══ Material
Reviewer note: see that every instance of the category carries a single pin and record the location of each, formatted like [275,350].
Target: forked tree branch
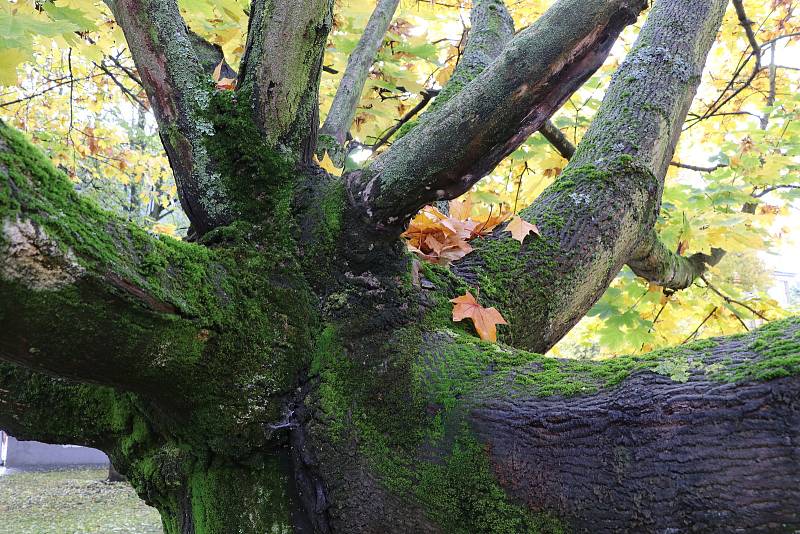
════
══ Material
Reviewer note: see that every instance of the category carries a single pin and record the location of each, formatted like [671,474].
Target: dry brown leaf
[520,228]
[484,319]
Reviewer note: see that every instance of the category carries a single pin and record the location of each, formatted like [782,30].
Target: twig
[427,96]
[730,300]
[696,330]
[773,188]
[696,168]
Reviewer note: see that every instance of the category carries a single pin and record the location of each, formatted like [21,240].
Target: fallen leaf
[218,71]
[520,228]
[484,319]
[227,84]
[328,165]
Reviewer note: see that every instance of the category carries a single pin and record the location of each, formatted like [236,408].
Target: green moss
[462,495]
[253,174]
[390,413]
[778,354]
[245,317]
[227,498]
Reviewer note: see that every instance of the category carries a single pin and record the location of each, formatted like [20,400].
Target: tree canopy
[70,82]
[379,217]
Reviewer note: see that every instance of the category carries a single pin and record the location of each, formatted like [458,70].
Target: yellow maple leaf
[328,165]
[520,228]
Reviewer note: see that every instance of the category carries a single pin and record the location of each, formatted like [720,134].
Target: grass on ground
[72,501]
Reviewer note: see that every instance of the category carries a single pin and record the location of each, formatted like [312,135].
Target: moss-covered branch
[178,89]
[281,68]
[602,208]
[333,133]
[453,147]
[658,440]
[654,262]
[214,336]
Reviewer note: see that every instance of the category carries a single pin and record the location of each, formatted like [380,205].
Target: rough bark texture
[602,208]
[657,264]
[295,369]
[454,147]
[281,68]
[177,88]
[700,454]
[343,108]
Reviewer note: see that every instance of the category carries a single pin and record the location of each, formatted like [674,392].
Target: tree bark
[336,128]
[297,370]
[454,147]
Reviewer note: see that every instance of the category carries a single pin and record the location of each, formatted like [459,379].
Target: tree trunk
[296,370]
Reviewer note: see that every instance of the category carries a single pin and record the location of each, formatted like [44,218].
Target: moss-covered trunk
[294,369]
════
══ Material
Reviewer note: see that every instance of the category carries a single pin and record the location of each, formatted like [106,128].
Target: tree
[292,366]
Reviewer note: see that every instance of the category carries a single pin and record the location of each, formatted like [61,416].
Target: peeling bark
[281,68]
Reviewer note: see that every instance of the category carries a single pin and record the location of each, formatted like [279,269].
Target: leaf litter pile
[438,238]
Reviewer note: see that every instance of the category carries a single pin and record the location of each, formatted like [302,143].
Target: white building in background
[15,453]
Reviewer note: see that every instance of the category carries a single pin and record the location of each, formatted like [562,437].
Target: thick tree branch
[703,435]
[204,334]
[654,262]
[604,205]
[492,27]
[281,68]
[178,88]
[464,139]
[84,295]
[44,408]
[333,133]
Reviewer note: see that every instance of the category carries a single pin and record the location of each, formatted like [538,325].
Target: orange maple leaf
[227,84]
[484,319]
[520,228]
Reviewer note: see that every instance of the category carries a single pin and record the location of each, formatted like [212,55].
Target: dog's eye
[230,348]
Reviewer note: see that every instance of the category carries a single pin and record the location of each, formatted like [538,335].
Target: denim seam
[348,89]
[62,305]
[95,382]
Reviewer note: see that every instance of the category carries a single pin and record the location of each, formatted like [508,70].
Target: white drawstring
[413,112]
════
— The exercise —
Reproduce the stretch of the records from the line containing "formatted like [275,350]." through the line containing "Target: forked tree branch", switching "forked" to "split" and leaving everything else unchanged.

— Completed exercise —
Reviewer note: see that every instance of the category carries a single pin and record the location of each, formatted like [275,350].
Target: split tree branch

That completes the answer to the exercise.